▼▼▼

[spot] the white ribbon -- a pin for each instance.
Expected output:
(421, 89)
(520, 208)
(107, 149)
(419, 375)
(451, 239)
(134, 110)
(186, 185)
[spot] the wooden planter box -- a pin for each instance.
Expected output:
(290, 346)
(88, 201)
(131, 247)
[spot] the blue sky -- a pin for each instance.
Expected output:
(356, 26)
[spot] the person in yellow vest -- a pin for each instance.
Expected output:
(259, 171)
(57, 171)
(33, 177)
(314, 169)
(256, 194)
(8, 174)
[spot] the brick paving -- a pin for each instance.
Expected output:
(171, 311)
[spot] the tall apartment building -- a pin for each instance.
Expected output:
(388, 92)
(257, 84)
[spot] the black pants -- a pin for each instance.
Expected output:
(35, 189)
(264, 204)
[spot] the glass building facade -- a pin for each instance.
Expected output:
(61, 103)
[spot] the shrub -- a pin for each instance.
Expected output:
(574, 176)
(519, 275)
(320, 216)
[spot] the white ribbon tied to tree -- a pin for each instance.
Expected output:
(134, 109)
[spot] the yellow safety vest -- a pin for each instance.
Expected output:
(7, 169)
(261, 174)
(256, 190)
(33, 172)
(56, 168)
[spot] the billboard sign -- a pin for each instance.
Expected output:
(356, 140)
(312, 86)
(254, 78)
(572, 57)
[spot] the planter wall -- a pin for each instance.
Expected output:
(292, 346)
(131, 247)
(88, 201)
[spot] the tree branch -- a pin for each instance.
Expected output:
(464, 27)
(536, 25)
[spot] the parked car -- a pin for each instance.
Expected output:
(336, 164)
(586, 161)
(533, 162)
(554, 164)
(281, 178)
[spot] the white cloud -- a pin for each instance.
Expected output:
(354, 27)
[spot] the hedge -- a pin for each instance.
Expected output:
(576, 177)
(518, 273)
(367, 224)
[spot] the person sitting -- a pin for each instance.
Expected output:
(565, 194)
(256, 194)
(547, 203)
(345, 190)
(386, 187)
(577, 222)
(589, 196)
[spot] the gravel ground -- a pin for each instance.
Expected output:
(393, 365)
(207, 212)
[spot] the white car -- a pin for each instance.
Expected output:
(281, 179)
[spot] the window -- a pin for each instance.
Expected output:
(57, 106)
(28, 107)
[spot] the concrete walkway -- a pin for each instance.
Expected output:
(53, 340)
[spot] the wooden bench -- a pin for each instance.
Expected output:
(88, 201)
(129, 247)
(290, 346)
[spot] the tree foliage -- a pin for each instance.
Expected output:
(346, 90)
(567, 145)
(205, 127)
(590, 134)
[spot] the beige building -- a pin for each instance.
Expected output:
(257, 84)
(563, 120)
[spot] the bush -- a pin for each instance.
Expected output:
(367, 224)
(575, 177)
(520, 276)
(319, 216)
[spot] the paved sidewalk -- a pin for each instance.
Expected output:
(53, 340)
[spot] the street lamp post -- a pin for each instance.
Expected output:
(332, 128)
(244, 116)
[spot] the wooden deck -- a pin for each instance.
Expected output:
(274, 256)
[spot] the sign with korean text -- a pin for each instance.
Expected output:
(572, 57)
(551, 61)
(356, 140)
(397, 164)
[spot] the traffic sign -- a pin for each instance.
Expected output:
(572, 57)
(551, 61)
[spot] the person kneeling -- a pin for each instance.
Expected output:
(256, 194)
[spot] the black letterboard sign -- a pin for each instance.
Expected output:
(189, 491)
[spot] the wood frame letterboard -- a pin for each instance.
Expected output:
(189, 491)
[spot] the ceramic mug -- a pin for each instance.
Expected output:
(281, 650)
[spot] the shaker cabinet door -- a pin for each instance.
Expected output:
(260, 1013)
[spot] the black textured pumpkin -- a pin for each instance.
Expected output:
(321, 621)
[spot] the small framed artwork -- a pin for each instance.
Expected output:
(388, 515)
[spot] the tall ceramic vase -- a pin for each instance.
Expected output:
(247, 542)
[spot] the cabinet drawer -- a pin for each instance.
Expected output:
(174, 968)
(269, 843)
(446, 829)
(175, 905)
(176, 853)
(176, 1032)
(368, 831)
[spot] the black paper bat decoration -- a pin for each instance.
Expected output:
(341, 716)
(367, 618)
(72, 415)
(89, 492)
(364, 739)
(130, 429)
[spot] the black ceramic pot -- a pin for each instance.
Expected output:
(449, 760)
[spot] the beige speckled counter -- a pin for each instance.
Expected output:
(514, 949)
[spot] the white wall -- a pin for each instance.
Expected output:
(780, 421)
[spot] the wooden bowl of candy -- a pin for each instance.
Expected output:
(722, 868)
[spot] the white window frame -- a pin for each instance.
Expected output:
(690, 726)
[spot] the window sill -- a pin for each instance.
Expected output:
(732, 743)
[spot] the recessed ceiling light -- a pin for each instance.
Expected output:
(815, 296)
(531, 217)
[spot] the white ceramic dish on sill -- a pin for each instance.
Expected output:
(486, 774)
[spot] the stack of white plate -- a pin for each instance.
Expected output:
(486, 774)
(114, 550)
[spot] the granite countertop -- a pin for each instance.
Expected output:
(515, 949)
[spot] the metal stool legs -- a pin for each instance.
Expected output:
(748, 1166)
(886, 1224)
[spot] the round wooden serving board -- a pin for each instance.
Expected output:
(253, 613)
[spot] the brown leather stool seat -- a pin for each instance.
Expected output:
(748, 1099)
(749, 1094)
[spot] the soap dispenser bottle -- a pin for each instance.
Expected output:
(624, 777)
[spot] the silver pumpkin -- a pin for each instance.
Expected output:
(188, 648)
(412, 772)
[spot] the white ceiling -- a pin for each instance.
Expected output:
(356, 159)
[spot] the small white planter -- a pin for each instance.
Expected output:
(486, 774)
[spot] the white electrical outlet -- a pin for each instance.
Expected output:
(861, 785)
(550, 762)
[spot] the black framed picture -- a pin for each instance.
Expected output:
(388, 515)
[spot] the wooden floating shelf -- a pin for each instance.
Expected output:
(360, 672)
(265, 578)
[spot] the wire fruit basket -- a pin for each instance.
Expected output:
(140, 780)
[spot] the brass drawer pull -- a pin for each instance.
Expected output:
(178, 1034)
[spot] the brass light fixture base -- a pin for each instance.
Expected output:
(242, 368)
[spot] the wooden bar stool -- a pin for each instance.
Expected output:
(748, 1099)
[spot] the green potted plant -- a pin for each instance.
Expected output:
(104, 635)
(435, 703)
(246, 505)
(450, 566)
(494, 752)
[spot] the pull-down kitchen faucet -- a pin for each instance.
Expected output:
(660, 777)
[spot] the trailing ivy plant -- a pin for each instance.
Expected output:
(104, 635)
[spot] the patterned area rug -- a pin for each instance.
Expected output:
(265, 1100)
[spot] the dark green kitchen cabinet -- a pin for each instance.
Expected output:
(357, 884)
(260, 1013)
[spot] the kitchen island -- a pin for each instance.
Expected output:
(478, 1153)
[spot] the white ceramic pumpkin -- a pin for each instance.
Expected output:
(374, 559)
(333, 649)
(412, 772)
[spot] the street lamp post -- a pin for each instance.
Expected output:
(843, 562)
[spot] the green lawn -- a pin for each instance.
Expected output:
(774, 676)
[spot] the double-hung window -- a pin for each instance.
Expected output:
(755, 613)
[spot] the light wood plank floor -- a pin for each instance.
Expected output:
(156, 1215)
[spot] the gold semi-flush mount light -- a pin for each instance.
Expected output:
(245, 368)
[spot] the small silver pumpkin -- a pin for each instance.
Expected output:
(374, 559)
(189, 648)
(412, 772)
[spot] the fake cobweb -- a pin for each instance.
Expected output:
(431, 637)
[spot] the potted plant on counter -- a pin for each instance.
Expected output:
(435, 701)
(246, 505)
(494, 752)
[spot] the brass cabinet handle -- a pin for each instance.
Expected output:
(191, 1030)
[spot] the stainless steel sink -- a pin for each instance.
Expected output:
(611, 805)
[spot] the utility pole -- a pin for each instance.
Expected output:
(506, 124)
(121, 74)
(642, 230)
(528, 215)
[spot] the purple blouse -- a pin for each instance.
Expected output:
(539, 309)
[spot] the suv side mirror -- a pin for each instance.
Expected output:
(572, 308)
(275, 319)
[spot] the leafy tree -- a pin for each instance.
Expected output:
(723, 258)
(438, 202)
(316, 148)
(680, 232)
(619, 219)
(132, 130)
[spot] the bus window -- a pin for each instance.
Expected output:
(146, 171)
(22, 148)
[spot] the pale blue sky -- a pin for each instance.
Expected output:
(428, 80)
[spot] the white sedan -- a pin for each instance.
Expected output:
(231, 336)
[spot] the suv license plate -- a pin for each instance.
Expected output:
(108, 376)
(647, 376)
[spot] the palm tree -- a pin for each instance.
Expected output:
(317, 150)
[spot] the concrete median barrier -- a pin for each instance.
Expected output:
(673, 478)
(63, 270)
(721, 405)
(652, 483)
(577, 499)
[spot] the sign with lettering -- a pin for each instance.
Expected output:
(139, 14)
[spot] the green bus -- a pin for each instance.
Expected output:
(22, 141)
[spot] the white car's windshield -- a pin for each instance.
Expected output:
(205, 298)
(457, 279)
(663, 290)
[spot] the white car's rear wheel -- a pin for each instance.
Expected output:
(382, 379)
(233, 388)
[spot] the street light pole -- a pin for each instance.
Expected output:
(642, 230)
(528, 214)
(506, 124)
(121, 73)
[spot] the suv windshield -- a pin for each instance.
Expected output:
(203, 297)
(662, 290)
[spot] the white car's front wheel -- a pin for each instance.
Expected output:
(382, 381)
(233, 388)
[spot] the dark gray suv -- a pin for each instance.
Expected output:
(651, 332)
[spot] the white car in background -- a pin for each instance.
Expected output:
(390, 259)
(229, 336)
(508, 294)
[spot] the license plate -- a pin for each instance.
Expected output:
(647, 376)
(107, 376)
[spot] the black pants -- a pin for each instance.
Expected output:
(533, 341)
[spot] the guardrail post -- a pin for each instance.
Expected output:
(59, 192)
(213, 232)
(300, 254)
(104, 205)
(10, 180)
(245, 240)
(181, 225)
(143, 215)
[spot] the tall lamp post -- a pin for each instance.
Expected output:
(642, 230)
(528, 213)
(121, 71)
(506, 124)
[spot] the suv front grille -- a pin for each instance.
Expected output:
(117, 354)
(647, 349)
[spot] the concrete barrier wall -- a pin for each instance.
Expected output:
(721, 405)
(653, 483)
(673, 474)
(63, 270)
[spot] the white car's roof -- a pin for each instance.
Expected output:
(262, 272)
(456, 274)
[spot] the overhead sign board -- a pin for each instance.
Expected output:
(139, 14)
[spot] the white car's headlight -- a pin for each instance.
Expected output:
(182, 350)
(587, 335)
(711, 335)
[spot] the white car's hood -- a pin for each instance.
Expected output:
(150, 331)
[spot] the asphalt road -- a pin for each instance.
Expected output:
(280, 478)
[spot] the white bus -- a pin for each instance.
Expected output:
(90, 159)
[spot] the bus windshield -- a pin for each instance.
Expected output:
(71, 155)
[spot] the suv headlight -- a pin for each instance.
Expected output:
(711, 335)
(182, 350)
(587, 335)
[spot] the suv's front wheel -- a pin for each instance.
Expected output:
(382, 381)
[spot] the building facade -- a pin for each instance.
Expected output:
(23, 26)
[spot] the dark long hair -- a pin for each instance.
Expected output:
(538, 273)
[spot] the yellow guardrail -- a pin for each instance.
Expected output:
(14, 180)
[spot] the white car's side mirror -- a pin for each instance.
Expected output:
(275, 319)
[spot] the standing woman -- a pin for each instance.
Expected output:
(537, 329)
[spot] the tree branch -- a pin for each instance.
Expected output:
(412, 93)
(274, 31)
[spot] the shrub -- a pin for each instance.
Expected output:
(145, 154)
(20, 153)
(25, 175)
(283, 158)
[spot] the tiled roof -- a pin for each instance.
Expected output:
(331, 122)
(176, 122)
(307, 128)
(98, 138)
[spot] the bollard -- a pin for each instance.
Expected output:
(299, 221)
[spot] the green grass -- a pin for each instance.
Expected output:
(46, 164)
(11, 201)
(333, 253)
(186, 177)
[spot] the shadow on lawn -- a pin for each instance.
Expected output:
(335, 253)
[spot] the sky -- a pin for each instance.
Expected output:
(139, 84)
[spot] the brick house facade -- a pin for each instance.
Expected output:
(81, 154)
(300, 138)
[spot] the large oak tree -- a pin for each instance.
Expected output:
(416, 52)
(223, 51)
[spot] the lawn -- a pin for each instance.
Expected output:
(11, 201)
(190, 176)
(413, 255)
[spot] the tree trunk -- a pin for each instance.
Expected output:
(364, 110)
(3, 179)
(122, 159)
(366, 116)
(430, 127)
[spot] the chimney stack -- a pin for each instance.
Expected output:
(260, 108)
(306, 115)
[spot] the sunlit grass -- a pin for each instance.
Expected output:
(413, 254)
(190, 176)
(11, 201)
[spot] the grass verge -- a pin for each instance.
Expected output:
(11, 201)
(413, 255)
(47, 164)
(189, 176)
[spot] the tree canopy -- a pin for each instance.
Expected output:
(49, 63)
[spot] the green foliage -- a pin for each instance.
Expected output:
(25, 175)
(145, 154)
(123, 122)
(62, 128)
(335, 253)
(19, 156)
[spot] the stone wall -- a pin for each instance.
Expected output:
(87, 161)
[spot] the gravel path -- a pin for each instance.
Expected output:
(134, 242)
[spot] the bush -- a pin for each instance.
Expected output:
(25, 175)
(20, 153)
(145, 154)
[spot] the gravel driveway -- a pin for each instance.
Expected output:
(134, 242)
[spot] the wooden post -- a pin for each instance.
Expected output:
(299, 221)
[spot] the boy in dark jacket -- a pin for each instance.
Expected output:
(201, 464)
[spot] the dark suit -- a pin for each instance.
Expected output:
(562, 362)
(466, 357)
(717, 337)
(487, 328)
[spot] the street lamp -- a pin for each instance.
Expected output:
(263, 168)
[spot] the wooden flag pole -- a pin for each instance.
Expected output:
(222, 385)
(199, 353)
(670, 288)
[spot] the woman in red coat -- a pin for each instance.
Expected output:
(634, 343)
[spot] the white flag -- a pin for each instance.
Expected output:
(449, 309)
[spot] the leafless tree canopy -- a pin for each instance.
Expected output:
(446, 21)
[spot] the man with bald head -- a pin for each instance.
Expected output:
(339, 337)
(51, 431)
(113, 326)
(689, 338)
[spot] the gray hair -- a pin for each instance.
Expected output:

▲▲▲

Starting with the line containing "[spot] the wooden post" and going on through the last line of the entries, recast those lines as a Markdown table with the columns Row and Line. Number each row and leave out blank lines.

Answer to the task
| Row | Line |
|---|---|
| 1 | [spot] the wooden post -- a pin for each instance. |
| 2 | Expected output: |
| 3 | (299, 221) |
| 4 | [spot] the boy in dark jacket -- a pin for each instance. |
| 5 | Expected output: |
| 6 | (201, 464) |
| 7 | [spot] the dark suit -- a pin for each instance. |
| 8 | Expected output: |
| 9 | (562, 362) |
| 10 | (466, 357) |
| 11 | (717, 337) |
| 12 | (487, 328) |
| 13 | [spot] the street lamp -- a pin for each instance. |
| 14 | Expected output: |
| 15 | (263, 168) |
| 16 | [spot] the wooden flag pole -- a pin for each instance. |
| 17 | Expected output: |
| 18 | (222, 385) |
| 19 | (199, 353) |
| 20 | (670, 288) |
| 21 | [spot] the woman in red coat -- a pin for each instance. |
| 22 | Expected output: |
| 23 | (634, 343) |
| 24 | [spot] the white flag -- a pin for each instance. |
| 25 | Expected output: |
| 26 | (449, 309) |
| 27 | [spot] the leafless tree canopy -- a pin for each instance. |
| 28 | Expected output: |
| 29 | (446, 21) |
| 30 | [spot] the man with bald head -- a pin for each instance. |
| 31 | Expected output: |
| 32 | (339, 337) |
| 33 | (51, 431) |
| 34 | (113, 326) |
| 35 | (689, 338) |
| 36 | [spot] the gray hair -- a pin for each instance. |
| 37 | Expected output: |